-- Start --
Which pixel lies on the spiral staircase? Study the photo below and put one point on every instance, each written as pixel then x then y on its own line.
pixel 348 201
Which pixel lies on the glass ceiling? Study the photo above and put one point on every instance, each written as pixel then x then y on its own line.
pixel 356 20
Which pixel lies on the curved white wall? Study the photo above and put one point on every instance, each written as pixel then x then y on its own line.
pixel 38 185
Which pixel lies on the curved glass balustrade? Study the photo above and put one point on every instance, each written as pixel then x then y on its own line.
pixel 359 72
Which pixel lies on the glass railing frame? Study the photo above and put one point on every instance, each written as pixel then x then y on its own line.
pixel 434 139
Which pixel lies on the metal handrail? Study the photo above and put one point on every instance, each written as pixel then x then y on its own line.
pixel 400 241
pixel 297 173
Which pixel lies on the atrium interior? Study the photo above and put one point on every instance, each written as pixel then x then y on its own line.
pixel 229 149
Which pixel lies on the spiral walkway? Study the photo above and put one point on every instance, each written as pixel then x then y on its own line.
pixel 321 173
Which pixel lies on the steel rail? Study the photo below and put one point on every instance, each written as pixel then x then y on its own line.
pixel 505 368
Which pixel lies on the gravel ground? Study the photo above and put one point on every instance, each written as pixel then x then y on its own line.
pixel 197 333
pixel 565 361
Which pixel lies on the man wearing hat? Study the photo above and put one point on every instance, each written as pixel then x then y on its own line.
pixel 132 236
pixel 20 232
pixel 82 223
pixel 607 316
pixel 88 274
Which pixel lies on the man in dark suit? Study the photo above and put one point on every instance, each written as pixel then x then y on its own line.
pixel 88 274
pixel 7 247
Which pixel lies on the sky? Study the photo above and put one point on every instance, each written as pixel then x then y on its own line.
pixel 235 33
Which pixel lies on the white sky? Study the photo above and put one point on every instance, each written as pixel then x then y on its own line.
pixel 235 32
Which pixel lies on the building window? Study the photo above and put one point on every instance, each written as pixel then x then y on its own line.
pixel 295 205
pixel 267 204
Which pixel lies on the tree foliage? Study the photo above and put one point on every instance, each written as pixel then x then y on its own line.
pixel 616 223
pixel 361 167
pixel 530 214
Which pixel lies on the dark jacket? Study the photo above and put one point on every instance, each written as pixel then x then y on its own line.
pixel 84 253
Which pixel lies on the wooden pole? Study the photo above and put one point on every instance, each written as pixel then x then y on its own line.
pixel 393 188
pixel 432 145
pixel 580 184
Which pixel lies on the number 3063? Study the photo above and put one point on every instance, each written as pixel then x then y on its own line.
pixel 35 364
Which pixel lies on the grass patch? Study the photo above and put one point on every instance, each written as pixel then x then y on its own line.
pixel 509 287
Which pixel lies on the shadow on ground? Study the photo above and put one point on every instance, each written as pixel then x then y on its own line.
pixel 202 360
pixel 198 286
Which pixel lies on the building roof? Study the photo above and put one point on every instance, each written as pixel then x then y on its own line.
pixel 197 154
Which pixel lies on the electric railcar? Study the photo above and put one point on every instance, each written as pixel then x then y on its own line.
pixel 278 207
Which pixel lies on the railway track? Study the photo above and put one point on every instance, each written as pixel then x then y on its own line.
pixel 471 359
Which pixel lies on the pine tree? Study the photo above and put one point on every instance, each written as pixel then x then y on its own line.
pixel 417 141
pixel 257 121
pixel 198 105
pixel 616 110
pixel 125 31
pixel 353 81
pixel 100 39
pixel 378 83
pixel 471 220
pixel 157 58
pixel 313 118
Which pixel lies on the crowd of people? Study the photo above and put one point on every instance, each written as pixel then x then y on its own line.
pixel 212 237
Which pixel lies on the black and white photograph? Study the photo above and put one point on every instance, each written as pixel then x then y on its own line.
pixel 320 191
-- End --
**SET TASK**
Give the items from the line with "Which pixel lies on the building window?" up to and including the line with "pixel 35 364" as a two-column CSV with the columns text and answer, one row per item. Put each value in one quoted field, with line breaks turned into spaces.

**RESPONSE TO THIS TASK**
text,answer
"Which pixel lies on the building window? Study the photo above and put one point on every instance, each written as pixel then x then y on its own line.","pixel 295 205 pixel 267 204"
"Which pixel lies on the tree foliage? Study the photo above and put one point on every instance, each written as pixel then x then y on its own line.","pixel 616 223 pixel 361 167 pixel 530 214"
"Which pixel lies on the dark jacket? Study the photo above and put one point on every instance, each written as pixel then x then y on its own line.","pixel 84 253"
"Which pixel lies on the wooden pole? Study the photo above and put one point on every instance, each written as pixel then x then y on its own line.","pixel 393 188 pixel 432 145 pixel 580 184"
"Which pixel lies on the number 3063? Study the photo above and put one point on every instance, each written as pixel then x then y on its own line.","pixel 35 364"